__ACTION ITEM__.
From the first line of the data below through the line holding "Identify any visible soccer field.", output each line exactly and leave the pictures out.

%%

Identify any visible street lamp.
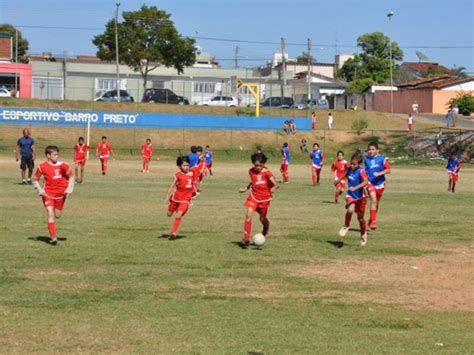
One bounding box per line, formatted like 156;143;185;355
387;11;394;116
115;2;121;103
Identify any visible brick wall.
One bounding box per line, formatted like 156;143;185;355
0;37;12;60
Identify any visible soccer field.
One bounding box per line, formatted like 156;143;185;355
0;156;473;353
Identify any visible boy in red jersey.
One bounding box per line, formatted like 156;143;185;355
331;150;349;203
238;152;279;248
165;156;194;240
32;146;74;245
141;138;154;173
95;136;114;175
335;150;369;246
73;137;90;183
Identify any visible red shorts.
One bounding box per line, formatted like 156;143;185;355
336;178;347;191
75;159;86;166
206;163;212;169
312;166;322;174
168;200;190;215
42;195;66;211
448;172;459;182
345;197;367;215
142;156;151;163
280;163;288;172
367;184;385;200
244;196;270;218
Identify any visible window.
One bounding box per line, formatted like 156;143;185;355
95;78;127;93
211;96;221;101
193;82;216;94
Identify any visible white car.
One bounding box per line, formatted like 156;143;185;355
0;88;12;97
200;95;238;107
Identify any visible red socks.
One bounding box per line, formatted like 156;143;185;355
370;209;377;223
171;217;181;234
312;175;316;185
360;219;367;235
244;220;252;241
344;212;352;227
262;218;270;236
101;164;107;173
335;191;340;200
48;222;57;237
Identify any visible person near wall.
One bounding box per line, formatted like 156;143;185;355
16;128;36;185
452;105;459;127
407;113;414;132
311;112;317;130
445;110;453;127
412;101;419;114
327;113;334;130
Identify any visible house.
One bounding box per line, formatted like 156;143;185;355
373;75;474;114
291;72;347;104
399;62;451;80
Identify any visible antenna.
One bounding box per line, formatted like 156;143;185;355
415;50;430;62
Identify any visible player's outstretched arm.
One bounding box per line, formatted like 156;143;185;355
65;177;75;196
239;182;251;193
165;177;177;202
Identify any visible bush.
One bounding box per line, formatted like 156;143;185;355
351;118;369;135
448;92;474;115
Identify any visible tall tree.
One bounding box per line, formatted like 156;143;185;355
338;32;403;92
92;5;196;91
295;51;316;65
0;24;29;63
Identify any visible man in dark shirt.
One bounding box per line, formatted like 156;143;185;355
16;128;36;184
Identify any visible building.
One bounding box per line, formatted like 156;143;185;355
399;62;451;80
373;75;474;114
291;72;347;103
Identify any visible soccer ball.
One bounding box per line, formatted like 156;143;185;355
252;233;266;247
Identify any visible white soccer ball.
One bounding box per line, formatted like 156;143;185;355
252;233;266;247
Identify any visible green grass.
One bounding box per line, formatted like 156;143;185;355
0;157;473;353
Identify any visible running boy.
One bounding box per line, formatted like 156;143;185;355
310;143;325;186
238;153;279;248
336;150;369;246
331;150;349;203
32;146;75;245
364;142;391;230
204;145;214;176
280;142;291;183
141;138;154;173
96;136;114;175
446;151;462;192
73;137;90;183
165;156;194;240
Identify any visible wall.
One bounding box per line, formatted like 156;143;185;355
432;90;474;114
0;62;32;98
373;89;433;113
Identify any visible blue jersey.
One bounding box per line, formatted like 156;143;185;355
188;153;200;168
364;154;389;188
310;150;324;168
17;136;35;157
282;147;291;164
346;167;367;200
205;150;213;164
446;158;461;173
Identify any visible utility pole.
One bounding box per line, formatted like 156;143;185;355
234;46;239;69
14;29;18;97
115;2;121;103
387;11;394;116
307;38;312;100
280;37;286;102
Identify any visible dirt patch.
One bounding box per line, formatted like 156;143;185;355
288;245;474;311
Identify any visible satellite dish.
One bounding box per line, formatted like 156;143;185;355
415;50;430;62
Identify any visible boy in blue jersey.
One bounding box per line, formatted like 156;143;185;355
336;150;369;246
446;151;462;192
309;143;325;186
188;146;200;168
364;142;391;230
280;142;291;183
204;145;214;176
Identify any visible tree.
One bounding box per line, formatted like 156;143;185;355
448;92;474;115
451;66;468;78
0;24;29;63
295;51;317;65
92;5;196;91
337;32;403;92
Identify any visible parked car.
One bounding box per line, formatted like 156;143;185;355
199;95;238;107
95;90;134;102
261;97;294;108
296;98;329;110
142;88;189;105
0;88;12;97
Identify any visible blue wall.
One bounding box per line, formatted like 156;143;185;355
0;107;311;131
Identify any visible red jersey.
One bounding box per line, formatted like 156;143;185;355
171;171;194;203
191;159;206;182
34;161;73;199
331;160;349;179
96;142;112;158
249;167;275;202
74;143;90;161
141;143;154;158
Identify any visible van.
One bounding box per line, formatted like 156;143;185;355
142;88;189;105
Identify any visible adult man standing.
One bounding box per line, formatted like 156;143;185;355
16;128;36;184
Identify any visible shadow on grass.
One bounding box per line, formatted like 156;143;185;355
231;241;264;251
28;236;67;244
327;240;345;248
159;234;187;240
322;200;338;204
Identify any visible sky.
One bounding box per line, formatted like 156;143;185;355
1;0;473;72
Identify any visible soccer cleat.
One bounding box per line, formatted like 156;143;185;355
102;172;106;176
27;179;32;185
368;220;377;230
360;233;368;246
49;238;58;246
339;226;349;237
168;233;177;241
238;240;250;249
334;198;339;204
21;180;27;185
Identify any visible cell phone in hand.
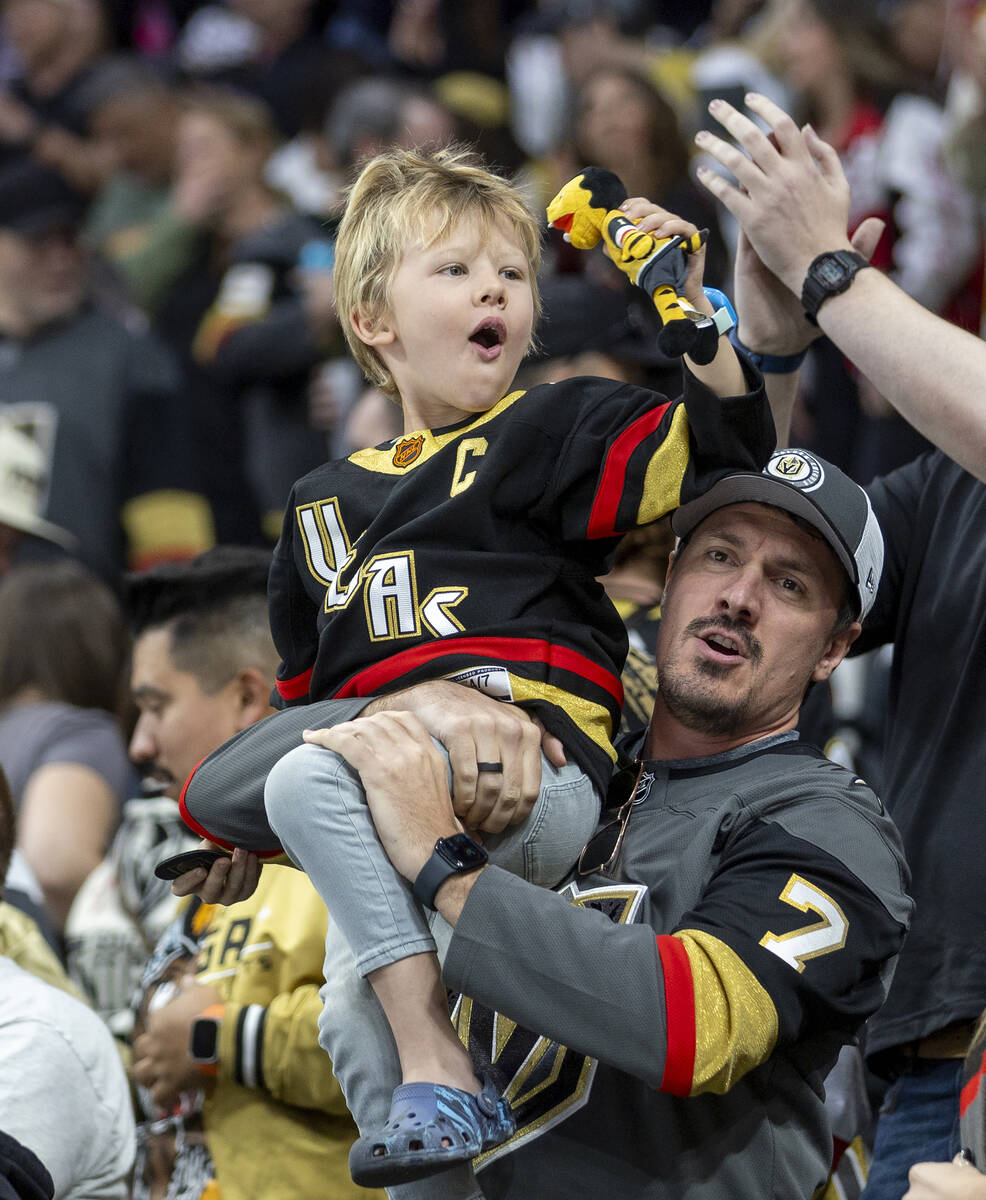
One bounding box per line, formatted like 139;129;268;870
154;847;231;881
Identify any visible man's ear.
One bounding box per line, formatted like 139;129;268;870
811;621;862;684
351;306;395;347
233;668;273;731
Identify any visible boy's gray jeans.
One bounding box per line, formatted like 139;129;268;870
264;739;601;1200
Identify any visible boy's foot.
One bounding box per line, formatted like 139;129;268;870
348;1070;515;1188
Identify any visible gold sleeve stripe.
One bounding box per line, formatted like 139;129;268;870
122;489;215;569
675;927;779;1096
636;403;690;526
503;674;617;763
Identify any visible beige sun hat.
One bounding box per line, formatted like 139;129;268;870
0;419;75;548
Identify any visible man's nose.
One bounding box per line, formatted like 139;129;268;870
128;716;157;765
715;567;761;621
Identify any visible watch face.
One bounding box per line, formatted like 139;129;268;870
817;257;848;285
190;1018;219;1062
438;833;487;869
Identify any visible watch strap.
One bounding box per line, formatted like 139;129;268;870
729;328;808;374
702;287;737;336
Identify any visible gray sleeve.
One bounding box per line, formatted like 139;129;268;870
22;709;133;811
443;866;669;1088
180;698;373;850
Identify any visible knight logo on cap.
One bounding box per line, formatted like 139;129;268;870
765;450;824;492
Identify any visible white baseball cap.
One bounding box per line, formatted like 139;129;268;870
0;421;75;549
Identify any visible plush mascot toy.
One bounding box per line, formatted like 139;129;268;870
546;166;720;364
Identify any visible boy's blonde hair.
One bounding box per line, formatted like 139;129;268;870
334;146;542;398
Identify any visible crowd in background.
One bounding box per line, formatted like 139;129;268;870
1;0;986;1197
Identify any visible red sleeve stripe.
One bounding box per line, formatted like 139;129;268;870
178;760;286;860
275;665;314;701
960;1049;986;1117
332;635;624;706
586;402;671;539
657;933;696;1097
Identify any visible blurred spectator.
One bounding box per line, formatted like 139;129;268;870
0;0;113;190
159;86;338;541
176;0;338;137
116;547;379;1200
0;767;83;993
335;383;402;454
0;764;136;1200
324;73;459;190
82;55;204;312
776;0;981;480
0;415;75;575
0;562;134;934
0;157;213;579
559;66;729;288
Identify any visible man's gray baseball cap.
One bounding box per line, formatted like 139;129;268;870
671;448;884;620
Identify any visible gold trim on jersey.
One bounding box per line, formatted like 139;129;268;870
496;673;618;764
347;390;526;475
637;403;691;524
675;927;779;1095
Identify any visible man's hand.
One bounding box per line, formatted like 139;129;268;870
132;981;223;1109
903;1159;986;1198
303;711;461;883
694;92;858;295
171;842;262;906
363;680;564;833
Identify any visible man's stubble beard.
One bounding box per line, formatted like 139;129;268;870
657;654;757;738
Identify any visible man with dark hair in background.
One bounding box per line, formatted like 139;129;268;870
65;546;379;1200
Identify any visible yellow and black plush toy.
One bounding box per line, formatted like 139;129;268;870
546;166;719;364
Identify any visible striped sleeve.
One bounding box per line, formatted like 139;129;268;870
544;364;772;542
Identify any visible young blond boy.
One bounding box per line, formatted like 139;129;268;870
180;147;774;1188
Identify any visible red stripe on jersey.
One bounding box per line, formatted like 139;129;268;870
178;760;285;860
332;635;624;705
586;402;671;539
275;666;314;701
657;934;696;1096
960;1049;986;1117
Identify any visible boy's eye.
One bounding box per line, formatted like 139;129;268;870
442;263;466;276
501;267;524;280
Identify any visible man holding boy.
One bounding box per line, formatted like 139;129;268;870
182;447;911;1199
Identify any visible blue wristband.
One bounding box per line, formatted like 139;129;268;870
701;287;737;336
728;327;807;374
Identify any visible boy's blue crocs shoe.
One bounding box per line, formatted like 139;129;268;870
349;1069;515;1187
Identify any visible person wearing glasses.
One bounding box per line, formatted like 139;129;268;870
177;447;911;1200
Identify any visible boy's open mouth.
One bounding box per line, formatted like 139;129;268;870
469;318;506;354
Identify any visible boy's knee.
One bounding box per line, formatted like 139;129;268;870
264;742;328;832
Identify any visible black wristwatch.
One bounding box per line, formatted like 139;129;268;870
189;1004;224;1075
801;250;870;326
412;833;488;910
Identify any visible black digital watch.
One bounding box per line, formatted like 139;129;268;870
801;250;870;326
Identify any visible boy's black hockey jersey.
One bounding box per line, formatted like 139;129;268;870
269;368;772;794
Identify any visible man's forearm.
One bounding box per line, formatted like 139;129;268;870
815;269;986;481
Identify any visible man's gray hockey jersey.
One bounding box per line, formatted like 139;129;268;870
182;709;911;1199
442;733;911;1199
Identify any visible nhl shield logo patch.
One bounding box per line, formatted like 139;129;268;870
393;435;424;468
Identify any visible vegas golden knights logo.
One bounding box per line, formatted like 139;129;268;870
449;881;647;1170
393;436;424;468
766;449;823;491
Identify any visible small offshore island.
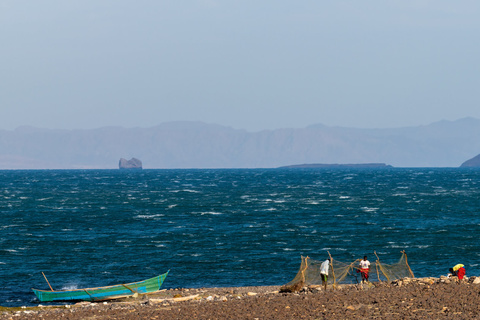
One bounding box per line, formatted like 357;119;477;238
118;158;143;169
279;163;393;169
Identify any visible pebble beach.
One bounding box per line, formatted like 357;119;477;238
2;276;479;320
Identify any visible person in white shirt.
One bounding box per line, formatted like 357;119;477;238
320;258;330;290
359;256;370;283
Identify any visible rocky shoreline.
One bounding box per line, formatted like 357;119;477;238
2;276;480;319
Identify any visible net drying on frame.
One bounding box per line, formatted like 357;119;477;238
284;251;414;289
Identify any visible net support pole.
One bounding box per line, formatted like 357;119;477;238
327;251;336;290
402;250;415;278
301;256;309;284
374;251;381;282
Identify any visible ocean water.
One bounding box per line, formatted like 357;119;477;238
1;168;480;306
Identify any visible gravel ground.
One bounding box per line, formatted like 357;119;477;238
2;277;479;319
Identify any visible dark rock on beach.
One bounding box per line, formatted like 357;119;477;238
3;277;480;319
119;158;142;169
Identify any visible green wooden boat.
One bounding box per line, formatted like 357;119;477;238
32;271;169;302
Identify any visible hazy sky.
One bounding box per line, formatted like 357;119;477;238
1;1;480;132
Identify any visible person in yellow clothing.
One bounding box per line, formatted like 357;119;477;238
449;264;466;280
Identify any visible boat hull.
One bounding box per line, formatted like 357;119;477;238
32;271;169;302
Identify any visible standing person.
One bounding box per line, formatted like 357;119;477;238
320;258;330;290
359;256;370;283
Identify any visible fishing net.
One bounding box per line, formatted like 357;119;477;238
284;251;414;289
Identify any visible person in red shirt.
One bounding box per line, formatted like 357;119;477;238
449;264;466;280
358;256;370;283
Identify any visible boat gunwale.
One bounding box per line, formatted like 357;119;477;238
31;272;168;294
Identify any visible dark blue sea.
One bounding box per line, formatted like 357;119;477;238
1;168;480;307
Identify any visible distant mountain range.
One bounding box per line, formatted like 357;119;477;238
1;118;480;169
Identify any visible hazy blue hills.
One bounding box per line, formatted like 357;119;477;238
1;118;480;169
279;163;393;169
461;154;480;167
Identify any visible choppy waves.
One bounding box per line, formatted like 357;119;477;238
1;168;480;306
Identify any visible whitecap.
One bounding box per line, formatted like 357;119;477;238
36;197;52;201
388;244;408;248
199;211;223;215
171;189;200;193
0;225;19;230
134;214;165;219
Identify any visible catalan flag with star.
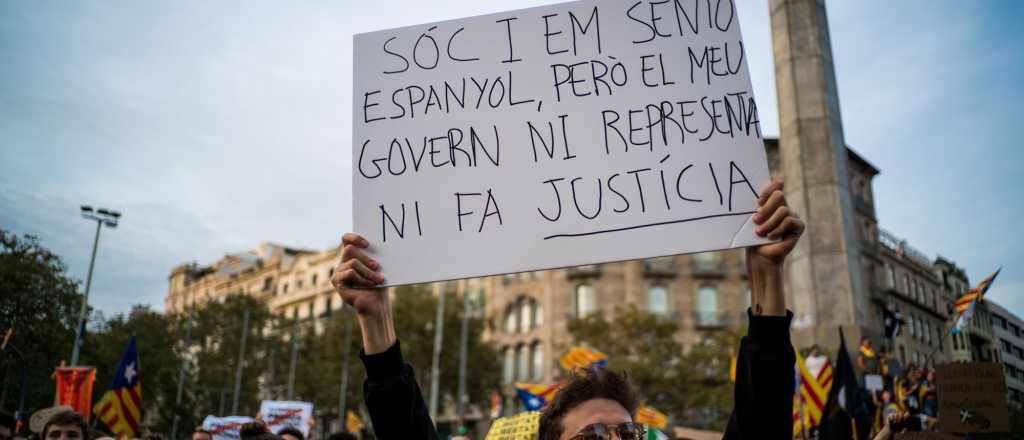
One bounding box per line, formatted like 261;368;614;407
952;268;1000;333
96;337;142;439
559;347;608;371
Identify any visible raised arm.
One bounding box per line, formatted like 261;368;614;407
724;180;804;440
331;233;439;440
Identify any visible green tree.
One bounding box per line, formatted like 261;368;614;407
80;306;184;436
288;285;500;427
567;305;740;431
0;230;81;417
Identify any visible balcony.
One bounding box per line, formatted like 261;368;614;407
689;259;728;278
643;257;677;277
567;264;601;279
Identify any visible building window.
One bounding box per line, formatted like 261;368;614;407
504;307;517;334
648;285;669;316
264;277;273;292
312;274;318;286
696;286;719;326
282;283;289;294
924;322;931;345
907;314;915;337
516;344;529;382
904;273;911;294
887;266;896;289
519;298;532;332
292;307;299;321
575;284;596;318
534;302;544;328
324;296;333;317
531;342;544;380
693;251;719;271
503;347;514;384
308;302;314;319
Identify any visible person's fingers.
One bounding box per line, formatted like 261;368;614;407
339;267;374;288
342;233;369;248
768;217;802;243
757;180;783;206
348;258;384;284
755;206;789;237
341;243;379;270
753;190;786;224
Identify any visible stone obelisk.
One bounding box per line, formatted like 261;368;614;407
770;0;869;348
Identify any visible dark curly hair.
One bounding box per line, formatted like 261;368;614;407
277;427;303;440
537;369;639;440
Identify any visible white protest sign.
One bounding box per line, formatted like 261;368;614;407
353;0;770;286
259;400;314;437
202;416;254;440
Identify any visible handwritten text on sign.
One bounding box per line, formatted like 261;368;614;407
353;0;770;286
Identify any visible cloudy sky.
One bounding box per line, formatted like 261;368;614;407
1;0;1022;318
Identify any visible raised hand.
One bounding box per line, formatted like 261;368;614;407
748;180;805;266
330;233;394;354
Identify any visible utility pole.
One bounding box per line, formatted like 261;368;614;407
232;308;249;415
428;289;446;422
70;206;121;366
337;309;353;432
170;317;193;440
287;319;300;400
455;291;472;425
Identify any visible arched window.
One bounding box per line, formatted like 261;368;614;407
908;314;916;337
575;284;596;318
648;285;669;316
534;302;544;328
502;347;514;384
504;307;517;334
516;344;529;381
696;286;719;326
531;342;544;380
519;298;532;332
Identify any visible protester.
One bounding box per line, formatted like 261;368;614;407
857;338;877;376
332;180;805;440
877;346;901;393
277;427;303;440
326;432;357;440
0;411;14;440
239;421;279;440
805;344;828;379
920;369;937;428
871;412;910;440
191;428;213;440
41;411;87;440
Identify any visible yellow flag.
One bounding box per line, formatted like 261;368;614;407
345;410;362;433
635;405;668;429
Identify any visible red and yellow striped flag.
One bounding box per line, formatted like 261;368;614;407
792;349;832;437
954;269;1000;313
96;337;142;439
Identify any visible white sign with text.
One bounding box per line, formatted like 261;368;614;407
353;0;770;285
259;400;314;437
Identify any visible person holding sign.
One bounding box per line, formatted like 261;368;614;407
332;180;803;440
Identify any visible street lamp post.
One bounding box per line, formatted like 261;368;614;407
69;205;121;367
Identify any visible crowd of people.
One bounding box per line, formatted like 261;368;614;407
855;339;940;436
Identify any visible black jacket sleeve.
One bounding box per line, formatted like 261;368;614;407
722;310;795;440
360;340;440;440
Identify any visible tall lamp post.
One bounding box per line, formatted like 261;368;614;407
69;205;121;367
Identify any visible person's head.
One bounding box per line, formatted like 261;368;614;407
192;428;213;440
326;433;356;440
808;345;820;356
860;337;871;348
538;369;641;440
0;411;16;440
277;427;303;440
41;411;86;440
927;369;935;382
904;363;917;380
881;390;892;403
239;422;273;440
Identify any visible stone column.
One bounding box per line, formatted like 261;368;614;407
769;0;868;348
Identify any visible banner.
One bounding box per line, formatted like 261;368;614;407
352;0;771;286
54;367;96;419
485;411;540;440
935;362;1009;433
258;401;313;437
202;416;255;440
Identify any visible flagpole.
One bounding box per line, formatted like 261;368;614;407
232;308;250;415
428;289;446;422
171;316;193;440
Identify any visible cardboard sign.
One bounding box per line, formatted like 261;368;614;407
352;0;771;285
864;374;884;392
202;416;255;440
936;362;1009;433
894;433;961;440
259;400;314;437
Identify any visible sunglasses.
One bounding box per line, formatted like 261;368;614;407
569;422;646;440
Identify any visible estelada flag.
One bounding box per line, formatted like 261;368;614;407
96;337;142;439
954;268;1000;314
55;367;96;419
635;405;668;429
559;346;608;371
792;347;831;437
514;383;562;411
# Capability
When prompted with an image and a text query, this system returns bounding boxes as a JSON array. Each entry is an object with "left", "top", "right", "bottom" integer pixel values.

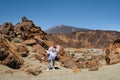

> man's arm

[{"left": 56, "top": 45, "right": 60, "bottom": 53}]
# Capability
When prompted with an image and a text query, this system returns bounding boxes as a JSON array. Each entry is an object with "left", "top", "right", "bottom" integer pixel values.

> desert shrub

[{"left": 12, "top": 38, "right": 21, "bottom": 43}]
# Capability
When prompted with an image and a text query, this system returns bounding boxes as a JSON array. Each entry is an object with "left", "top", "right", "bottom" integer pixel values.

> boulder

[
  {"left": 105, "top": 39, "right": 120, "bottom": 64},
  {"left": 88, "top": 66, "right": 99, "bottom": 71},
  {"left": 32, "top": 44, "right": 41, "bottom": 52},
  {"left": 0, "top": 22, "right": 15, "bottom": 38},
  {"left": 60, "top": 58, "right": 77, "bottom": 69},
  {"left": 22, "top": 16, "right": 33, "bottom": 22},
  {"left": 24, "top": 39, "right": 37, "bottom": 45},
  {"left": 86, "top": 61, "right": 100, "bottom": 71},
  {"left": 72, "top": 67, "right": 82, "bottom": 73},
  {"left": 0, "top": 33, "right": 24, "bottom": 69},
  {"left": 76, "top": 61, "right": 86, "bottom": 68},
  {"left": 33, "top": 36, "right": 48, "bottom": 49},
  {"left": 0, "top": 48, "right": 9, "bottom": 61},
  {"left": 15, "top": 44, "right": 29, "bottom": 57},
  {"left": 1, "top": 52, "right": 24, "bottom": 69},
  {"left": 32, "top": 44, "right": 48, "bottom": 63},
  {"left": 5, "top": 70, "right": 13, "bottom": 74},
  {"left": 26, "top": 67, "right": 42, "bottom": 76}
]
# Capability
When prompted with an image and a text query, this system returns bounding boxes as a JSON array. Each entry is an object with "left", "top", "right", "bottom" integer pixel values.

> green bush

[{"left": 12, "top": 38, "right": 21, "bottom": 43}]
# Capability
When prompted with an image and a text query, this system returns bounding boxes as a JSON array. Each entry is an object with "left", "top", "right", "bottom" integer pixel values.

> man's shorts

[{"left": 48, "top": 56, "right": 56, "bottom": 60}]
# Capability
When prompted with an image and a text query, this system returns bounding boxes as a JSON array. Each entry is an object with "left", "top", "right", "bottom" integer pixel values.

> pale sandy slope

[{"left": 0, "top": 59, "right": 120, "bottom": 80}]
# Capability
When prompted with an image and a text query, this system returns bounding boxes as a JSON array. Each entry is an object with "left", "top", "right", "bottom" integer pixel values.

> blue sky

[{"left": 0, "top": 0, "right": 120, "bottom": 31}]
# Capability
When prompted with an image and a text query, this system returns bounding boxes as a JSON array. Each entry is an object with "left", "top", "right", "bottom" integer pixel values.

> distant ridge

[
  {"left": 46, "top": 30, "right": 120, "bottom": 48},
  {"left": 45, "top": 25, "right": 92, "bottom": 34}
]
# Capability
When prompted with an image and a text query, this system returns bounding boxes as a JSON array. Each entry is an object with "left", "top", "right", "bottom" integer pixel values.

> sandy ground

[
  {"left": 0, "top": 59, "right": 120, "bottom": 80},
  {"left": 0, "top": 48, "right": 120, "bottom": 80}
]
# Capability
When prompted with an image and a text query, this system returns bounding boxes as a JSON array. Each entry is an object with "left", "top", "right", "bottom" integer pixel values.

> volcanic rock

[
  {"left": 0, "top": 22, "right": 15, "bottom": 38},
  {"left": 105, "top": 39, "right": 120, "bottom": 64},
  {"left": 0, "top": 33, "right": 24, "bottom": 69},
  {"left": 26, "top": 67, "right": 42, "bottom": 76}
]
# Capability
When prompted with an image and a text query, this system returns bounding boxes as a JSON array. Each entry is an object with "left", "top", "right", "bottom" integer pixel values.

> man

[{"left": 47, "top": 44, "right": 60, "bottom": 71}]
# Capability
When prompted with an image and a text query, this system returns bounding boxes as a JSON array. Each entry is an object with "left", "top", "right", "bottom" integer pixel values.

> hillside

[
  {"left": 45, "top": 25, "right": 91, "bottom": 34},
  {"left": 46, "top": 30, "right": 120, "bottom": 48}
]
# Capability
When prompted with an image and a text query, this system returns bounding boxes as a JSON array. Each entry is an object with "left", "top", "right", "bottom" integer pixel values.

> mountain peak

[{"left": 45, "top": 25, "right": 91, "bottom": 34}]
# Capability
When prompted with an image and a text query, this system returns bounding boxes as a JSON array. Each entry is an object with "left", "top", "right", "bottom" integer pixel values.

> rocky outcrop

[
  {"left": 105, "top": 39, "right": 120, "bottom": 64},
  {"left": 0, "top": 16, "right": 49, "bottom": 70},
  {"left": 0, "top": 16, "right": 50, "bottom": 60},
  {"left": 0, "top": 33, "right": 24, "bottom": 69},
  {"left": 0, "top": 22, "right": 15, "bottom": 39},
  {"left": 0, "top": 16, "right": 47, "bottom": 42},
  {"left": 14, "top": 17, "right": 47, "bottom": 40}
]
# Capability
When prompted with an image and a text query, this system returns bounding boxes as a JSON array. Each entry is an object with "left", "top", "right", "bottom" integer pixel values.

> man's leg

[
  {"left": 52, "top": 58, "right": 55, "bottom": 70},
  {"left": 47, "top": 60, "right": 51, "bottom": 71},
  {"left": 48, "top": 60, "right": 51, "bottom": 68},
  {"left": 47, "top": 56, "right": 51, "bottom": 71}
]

%%

__RESULT OF THIS TASK__.
Identify any visible street lamp.
One bounding box per line, formatted like 156;143;185;355
387;11;394;116
115;2;121;103
Identify any visible brick wall.
One bounding box per line, formatted like 156;143;185;355
0;37;12;60
Identify any visible soccer field.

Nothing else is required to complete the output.